*** Task material Section Begins ***

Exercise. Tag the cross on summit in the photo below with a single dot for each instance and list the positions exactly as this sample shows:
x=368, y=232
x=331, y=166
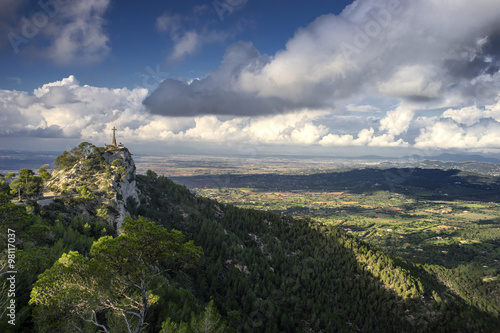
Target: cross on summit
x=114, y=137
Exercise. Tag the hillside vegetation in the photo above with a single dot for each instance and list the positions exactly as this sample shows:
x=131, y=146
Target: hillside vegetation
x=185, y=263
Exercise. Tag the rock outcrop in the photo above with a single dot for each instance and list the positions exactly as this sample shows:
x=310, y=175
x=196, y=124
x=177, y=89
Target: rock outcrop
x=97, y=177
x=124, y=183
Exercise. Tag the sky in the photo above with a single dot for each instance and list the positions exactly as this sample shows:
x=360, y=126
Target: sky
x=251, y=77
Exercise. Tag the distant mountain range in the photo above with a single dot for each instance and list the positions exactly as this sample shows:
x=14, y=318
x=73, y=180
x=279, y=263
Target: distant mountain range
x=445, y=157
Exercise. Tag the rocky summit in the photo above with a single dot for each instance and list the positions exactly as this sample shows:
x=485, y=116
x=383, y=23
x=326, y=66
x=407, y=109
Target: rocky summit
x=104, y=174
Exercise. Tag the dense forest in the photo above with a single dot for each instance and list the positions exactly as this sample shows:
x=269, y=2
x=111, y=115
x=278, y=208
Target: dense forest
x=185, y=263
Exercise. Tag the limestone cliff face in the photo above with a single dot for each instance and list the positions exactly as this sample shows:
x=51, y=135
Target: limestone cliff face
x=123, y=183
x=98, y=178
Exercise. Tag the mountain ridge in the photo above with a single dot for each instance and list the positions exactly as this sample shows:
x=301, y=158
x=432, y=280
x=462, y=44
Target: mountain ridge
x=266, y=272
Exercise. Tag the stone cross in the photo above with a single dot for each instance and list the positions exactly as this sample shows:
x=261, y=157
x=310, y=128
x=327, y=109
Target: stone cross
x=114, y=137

*** Task material Section Ends ***

What is required:
When an image appears in the data, skip it and output the rest exactly.

Completed task:
Exercise. Tag the cross on summit in the photo below with a single dot for each instance and list the positions exactly as this sample shows:
x=368, y=232
x=331, y=166
Target: cross on summit
x=114, y=137
Exercise. Tag the hillside vegetation in the photo above with a single dot for each instance and list the positions exactly as this sample shows:
x=131, y=146
Target: hillside vegetation
x=185, y=263
Exercise. Tag the rock outcrop in the photo above with a single dot for each instance and list the positions exactly as this sample shows:
x=310, y=175
x=196, y=124
x=177, y=89
Target: rock outcrop
x=97, y=177
x=124, y=183
Exercise. Tag the sky in the photo above with a single dot for each instance and list the positions exactly as this sample shows:
x=360, y=126
Target: sky
x=251, y=77
Exercise. Tag the distant mountain range in the photo above with a single dot for each instance and list the positions exactly as this sample shows:
x=14, y=318
x=73, y=180
x=279, y=263
Target: distant mountain range
x=445, y=157
Exercise. Tag the rocky summit in the photo above with a single dot for each instance and list the positions exactly as this sample shows:
x=485, y=116
x=383, y=23
x=326, y=66
x=407, y=109
Target: rocky summit
x=104, y=174
Exercise. Tag the dense forest in the photo above with a single dot for each instance and list the positions exactly as this sample shows:
x=269, y=2
x=111, y=115
x=278, y=208
Target: dense forest
x=185, y=263
Exercise. Tag the limestone cliff face in the photo above with a single dot for each instance and list the positions exactly as this sample shows:
x=51, y=135
Target: limestone cliff face
x=123, y=183
x=98, y=178
Exercise. Tag the mountain ridge in the photo above with a single dot for each instance and list the positions exactly as this sample shows:
x=301, y=158
x=432, y=280
x=462, y=44
Target: mountain ridge
x=266, y=272
Exercise. Tag the stone cross in the photo above with a single dot for each instance and list the positions exactly as this sample shows:
x=261, y=157
x=310, y=128
x=327, y=109
Target: stone cross
x=114, y=137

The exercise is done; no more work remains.